Task requirements:
Pull out each line of the entries below that contains the word "Target", and copy those lines unchanged.

Rows:

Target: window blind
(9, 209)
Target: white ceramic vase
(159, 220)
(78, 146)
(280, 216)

Written answer:
Target: window blind
Target: white ceramic vase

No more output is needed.